> _AIM OF THE TASK_
Please give back each line of the listing, unchanged in every word.

> _MATERIAL FOR THIS TASK_

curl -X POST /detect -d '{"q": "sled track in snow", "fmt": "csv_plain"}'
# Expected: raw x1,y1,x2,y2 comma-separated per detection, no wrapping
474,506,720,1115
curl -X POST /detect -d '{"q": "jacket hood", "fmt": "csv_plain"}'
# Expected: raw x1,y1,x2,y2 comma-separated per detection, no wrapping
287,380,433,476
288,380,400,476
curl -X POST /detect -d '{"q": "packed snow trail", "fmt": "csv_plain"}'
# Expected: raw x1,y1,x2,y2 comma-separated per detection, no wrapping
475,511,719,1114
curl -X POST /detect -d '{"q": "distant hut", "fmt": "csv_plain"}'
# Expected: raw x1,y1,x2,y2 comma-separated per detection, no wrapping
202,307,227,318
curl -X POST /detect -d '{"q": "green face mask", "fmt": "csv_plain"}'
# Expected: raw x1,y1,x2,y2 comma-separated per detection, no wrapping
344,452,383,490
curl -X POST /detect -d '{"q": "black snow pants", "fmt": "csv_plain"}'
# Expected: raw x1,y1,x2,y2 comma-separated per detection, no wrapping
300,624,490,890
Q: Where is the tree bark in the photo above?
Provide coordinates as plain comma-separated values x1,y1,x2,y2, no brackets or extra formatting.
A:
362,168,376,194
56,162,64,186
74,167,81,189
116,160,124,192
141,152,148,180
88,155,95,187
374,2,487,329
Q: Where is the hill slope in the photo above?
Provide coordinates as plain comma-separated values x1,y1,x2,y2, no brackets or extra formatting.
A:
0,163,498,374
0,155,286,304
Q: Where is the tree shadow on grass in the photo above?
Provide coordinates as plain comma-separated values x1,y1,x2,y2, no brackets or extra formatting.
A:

> _RESPONSE AREA_
curl -X POST /detect -d '{"q": "sled track in snow", "fmt": "csv_plain"}'
# Expected: raw x1,y1,x2,y2 comma-separated per detection, no wrapping
474,506,720,1115
curl -X POST /detect -d '{"q": "jacket hood", "fmt": "csv_plain"}'
# Expected: raw x1,y1,x2,y2 comma-separated per detection, no wrapping
287,380,433,476
288,380,400,476
curl -X POST /detect -d '{"q": "packed snow trail", "fmt": "csv_plain"}'
# Expected: raw x1,y1,x2,y2 comma-separated per detection, no wrapping
475,511,719,1114
curl -X POST /detect -d '{"q": "distant hut", "fmt": "csv_plain"}'
# Expected: raw x1,y1,x2,y2 comma-separated per detection, no wrapping
202,307,227,318
curl -X POST /detect -d '{"q": "green face mask", "fmt": "csv_plain"}'
# Expected: raw x1,y1,x2,y2 comma-separated per detection, no wrapping
344,452,383,490
curl -X POST /detect -d '{"q": "black snow pants", "fmt": "csv_plain"}'
# Expected: raw x1,y1,x2,y2 comma-separated per detection, no wrapping
300,624,490,890
Q: Where is the tree bark in the photo above?
Provide coordinates as plain comma-separated values x1,y1,x2,y2, no brackets or extra formatting.
A:
362,168,376,194
56,162,64,186
74,167,81,189
116,160,124,192
141,152,148,180
88,155,95,187
374,2,487,329
Q: Where is the hill slope in the photo above?
Provide coordinates as plain comma-separated values x1,y1,x2,y2, no brackets or extra formatting.
A:
0,163,498,374
0,155,286,304
Q: Where is the tree shadow on grass in the photo above?
Provide coordinates as plain comma-separated values x1,y1,x2,y2, no brackets or extra formatting.
A:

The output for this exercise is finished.